Tasks:
A - In the level design tutorial, which Worms game is said to have few limits on map dimensions?
B - Repeat word for word the section of the level design tutorial that opens with the words containing "B. Uniqueness –" and closes with "work is done.".

The Meat & Potatoes Productions Level Design Tutorial

The MnP style of level design, we think, is pretty unique. Now, we’re not saying that to try and stress that it’s better than anyone else, and we are certainly not claiming that this style is the fastest way to design a Worms map. What we are saying is: a lot of people love playing on MnP levels, and an equally large amount of people ask how we manage to create them. Hopefully, this guide will accomplish two major things:

1. Inspire others to follow the MnP method and bring to life maps that are waiting dormant in your itchy little brains.

2. Reveal the overall reason just why an MnP map is fun – in our humble opinions.

PART I – “You know what would be awesome?”

What a question! If I had a chocolate bar for every time one of us asked that, I’d be sick. But that’s usually the question we ask one another right before one of us goes on to describe a Worms map that we would love to play on. And it’s an important question. Because at the root of all Worms maps is this overly vital issue: Is it gonna be awesome?

To determine the answer to that question, here are a few points:

A. The Overall Theme – To a certain extent, you can pretty much create anything you can think of as a worms level. The theme is only limited by your imagination. But, your theme should be something you are really passionate about. That passion is going to bleed through to the final product.

B. Uniqueness – While many ideas for worms maps might end up looking great, not all are going to be a great gaming experience. This is why we usually choose very specific map ideas and development them. Our maps usually have something unorthodox about them, something that makes them special, at least to us.

C. It’s Gotta Make Sense – The map idea has to be convincing. The setting of your map should be real to you. It should have a history. If you are developing a map that comes from a part of real-world history, then the battle is half over. But if not, invent a history for your map. This will help you focus on the finished product, and fuel the fire until the work is done.

D. Invent a Scheme – Is this really all that important? And why are we doing this before we actually draw anything? Because if you really want to convince a player that your setting is worth playing, you’ll need to know from the beginning just how your map will be played out. Think of the weapons you’ll be allowing, the time limits, the random objects. All of this will round out the theme of map and it’s at this point that you will be ready to start putting the ideas on paper.

PART 2 – To the drawing board!

No, not the computer drawing board. Just grab yourself a pen and paper and sketch out your map. It doesn’t have to be detailed. Just concentrate on a few basic things:

A. Size does matter – In Worms Armageddon you don’t have too many limits for map dimensions, while in Worms Reloaded you do. In either case, visualize your size limits and keep that in mind for your sketch.

B. Proportions – Keep in mind we are talking about worms here. MnP loves making maps with real buildings and vehicles that you can battle it out in. We use a proportional scale that allows us to keep the same sizes for objects across all of our maps. When you start working on the graphics, you can use a screen grab of a worm, but while sketching the map on paper, remember how big objects should really be in relation to each other.

Supplied information:

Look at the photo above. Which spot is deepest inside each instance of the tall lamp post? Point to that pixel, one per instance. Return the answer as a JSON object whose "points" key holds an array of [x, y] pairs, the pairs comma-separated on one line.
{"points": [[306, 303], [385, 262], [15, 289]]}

Responses by task:
A - Worms Armageddon

B -
B. Uniqueness – While many ideas for worms maps might end up looking great, not all are going to be a great gaming experience. This is why we usually choose very specific map ideas and development them. Our maps usually have something unorthodox about them, something that makes them special, at least to us.

C. It’s Gotta Make Sense – The map idea has to be convincing. The setting of your map should be real to you. It should have a history. If you are developing a map that comes from a part of real-world history, then the battle is half over. But if not, invent a history for your map. This will help you focus on the finished product, and fuel the fire until the work is done.